課題>
[A] ページ抜粋のうち、「2024年1月26日 松田 侑奈(JSTアジア・太平洋総合研究センター」から「立し、今のKISTになった。」までを、両端も含めて一字一句違わずに書き写してください。
[B] 次の(i)〜(iii)がページ抜粋の内容と合うかどうかを「はい」か「いいえ」で答え、それぞれ決め手となる本文の語句をそのまま引用せよ。(i) KISTは1966年に韓国科学技術研究所という名前で設立された。(ii) KISTは1981年にKAISTから独立した。(iii) インタビューの訪問先には韓国研究財団(NRF)が含まれていた。

ページ抜粋>
------

【現地専門家インタビュー】韓国大学の創業人材育成⑤~KIST水素・燃料電池研究センター

2024年1月26日 松田 侑奈(JSTアジア・太平洋総合研究センター フェロー)

※【現地専門家インタビュー】韓国大学の創業人材育成シリーズは、韓国の大学発創業、創業人材育成実態について明らかにするため現地調査を行い、専門家のインタビュー内容をベースに作成されたものである。

アジア・太平洋総合研究センターではこのほど、韓国の科学技術特化大学や理工系名門大学、ファンディングエイジェンシーである韓国研究財団(NRF)を訪問し、人材育成についてインタビューを行った。今回は、韓国科学技術研究院(以下、KISTとする)篇を紹介する。

KISTは、1966年に韓国科学技術研究所という名前で設立された研究機関である。1981年に韓国科学院(KAIS)と統合され韓国科学技術院(KAIST)になったが、1989年にKAISTから独立し、今のKISTになった。

------

記録一覧>
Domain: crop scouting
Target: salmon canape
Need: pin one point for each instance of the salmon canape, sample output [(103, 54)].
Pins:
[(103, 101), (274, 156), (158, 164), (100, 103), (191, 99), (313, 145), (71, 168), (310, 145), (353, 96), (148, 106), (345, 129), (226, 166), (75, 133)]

------

解答一覧>
[A]
2024年1月26日 松田 侑奈(JSTアジア・太平洋総合研究センター フェロー)

※【現地専門家インタビュー】韓国大学の創業人材育成シリーズは、韓国の大学発創業、創業人材育成実態について明らかにするため現地調査を行い、専門家のインタビュー内容をベースに作成されたものである。

アジア・太平洋総合研究センターではこのほど、韓国の科学技術特化大学や理工系名門大学、ファンディングエイジェンシーである韓国研究財団(NRF)を訪問し、人材育成についてインタビューを行った。今回は、韓国科学技術研究院(以下、KISTとする)篇を紹介する。

KISTは、1966年に韓国科学技術研究所という名前で設立された研究機関である。1981年に韓国科学院(KAIS)と統合され韓国科学技術院(KAIST)になったが、1989年にKAISTから独立し、今のKISTになった。

[B]
(i) はい:「KISTは、1966年に韓国科学技術研究所という名前で設立された研究機関である。」
(ii) いいえ:「1989年にKAISTから独立し、今のKISTになった。」
(iii) はい:「ファンディングエイジェンシーである韓国研究財団(NRF)を訪問し」